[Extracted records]

>>>

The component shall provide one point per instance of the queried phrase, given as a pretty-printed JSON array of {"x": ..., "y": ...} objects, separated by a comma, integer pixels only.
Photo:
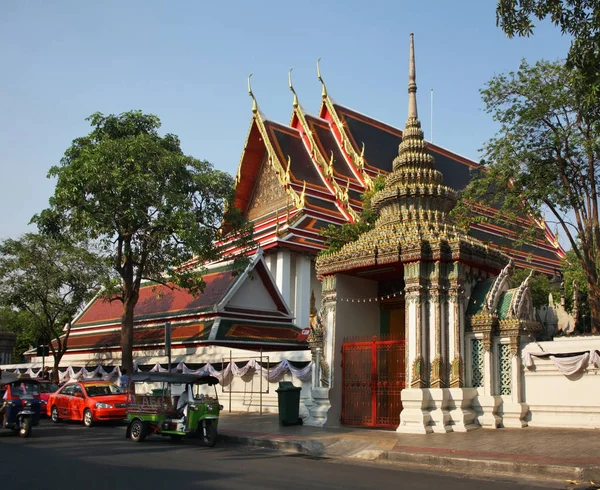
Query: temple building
[{"x": 413, "y": 326}]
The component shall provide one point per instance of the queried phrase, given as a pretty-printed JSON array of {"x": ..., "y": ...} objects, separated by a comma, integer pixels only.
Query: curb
[
  {"x": 427, "y": 461},
  {"x": 495, "y": 467}
]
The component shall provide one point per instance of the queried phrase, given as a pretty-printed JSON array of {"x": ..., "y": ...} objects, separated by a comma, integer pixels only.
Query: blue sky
[{"x": 188, "y": 62}]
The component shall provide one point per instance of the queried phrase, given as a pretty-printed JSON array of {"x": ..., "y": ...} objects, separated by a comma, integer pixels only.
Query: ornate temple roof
[
  {"x": 413, "y": 207},
  {"x": 244, "y": 310},
  {"x": 295, "y": 180}
]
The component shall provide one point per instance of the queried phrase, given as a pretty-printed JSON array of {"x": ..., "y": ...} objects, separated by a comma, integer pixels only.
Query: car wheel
[
  {"x": 54, "y": 415},
  {"x": 138, "y": 431},
  {"x": 25, "y": 429},
  {"x": 88, "y": 418}
]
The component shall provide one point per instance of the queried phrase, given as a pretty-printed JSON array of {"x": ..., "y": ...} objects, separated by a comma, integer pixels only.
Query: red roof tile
[{"x": 157, "y": 300}]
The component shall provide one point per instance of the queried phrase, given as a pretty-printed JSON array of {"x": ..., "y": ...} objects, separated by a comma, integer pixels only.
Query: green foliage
[
  {"x": 573, "y": 273},
  {"x": 543, "y": 159},
  {"x": 577, "y": 18},
  {"x": 21, "y": 324},
  {"x": 149, "y": 207},
  {"x": 337, "y": 236},
  {"x": 43, "y": 283}
]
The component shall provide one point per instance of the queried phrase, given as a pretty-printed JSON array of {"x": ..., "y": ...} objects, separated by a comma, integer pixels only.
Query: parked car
[
  {"x": 89, "y": 401},
  {"x": 46, "y": 389}
]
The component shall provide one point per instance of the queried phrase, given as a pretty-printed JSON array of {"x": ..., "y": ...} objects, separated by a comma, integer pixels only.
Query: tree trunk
[
  {"x": 127, "y": 333},
  {"x": 594, "y": 300}
]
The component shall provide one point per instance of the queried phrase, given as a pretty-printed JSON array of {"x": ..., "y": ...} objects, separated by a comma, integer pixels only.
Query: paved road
[{"x": 68, "y": 456}]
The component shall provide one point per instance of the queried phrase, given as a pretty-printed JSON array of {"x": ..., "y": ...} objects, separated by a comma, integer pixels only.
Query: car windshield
[
  {"x": 24, "y": 389},
  {"x": 47, "y": 387},
  {"x": 102, "y": 390}
]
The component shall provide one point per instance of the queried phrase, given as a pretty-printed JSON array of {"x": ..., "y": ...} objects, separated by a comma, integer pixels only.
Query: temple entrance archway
[{"x": 373, "y": 374}]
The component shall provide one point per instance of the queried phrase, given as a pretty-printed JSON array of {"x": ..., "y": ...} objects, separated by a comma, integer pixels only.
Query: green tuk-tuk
[{"x": 172, "y": 404}]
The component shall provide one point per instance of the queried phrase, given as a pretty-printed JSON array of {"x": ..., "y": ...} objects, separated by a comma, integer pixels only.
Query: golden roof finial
[
  {"x": 303, "y": 196},
  {"x": 323, "y": 88},
  {"x": 287, "y": 171},
  {"x": 330, "y": 166},
  {"x": 292, "y": 88},
  {"x": 412, "y": 81},
  {"x": 254, "y": 104}
]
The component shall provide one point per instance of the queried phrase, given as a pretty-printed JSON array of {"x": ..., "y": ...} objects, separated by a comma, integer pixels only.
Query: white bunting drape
[
  {"x": 567, "y": 365},
  {"x": 224, "y": 376}
]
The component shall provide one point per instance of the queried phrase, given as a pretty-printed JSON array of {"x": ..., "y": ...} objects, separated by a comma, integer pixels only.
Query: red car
[
  {"x": 90, "y": 401},
  {"x": 46, "y": 389}
]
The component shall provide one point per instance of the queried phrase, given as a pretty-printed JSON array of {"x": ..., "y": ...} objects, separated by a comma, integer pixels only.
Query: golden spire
[
  {"x": 412, "y": 81},
  {"x": 323, "y": 88},
  {"x": 254, "y": 104},
  {"x": 292, "y": 88},
  {"x": 413, "y": 151}
]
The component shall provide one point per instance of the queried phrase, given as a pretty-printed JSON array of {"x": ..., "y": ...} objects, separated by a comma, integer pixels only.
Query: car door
[
  {"x": 62, "y": 401},
  {"x": 77, "y": 403}
]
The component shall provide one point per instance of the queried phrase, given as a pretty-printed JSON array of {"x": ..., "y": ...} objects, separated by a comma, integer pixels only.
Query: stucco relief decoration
[{"x": 268, "y": 194}]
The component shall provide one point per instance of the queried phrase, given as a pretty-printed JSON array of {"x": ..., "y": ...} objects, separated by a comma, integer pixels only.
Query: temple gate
[{"x": 373, "y": 373}]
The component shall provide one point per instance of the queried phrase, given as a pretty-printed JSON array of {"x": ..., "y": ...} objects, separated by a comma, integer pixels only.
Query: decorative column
[
  {"x": 283, "y": 273},
  {"x": 416, "y": 400},
  {"x": 320, "y": 395},
  {"x": 514, "y": 411},
  {"x": 488, "y": 401},
  {"x": 303, "y": 291}
]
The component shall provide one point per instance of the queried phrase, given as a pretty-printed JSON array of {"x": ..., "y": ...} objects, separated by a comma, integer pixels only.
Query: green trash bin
[{"x": 288, "y": 399}]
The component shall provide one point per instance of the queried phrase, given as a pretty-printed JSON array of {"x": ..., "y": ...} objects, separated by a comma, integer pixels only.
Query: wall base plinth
[
  {"x": 415, "y": 417},
  {"x": 461, "y": 414},
  {"x": 440, "y": 417},
  {"x": 319, "y": 408},
  {"x": 486, "y": 407},
  {"x": 513, "y": 414}
]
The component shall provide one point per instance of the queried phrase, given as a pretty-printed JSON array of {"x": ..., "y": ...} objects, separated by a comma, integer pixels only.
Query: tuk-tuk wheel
[
  {"x": 25, "y": 429},
  {"x": 138, "y": 431},
  {"x": 209, "y": 438}
]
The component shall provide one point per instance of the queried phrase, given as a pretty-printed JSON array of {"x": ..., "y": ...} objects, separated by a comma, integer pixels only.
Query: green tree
[
  {"x": 21, "y": 324},
  {"x": 543, "y": 158},
  {"x": 577, "y": 18},
  {"x": 50, "y": 280},
  {"x": 337, "y": 236},
  {"x": 149, "y": 207}
]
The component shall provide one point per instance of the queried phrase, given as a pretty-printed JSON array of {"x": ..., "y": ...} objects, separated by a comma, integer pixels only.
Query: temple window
[
  {"x": 504, "y": 369},
  {"x": 477, "y": 363}
]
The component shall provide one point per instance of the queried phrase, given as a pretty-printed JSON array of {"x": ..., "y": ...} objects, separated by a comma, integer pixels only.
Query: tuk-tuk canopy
[{"x": 151, "y": 377}]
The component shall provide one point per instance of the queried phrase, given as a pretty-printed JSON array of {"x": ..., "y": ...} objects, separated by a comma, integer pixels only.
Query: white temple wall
[
  {"x": 296, "y": 278},
  {"x": 253, "y": 295},
  {"x": 556, "y": 400},
  {"x": 351, "y": 319}
]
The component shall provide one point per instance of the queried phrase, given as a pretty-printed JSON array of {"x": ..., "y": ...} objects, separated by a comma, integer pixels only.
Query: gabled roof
[
  {"x": 333, "y": 159},
  {"x": 250, "y": 299}
]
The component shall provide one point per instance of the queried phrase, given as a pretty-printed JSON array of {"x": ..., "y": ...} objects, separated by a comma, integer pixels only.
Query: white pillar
[
  {"x": 271, "y": 261},
  {"x": 302, "y": 302},
  {"x": 282, "y": 274}
]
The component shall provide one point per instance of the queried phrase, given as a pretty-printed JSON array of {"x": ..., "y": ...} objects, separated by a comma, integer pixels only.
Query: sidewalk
[{"x": 555, "y": 454}]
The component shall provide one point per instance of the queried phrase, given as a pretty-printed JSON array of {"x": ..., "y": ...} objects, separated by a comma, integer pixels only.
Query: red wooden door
[{"x": 373, "y": 373}]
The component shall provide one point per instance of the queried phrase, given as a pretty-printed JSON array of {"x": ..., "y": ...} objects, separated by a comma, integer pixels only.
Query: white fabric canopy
[
  {"x": 231, "y": 370},
  {"x": 566, "y": 364}
]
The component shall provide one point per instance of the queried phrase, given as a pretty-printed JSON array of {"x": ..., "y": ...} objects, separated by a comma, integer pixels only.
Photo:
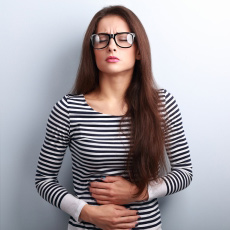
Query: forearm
[{"x": 73, "y": 206}]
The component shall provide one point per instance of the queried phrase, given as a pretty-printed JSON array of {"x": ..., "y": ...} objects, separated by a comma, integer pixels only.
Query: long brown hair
[{"x": 146, "y": 154}]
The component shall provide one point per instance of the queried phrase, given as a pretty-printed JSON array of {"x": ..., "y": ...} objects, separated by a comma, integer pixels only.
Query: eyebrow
[{"x": 114, "y": 33}]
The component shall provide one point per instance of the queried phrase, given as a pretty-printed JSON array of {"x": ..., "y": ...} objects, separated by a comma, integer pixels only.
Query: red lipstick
[{"x": 112, "y": 59}]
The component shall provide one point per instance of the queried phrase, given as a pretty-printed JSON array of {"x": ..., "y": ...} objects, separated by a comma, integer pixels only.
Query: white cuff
[
  {"x": 73, "y": 206},
  {"x": 157, "y": 189}
]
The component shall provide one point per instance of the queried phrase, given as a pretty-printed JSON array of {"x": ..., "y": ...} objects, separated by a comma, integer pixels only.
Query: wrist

<<<

◆ INSTRUCTIONS FOR THE TASK ◆
Your task is to set down exactly the lines from the line containing "Query: forearm" to the end of the data above, including both ends.

◆ RESULT OF THE TASK ◆
Query: forearm
[{"x": 73, "y": 206}]
The component shall provide one point per instance of the queried phrase, given as a pretty-printed JSON array of {"x": ..., "y": ...} objects, separated by a comma, integer pixels only.
Query: long brown hair
[{"x": 146, "y": 154}]
The component shall provide one point per instance of the queried phrase, given as a pretty-printed JSON array of {"x": ..., "y": ...} objects, separated by a comma, integer pixels only.
Query: eyebrow
[{"x": 114, "y": 33}]
The component shall provide one point per instance of the queried phrase, given as a pretty-printed JSON array of {"x": ..., "y": ...} objects, separated by a comma, integer pixels only.
Query: red lipstick
[{"x": 112, "y": 59}]
The component shall provide one point per instance of the queried phrase, given as a pretty-printed JSON array of {"x": ..., "y": ...} objects, separated by a comma, integer pixels only.
Query: white cuff
[
  {"x": 73, "y": 206},
  {"x": 157, "y": 189}
]
The component shall provide one point per instance of the queried phrase, given as a pretty-printed JSON array of {"x": ..., "y": ...} objects, separated by a comma, integer pixels only.
Query: wrist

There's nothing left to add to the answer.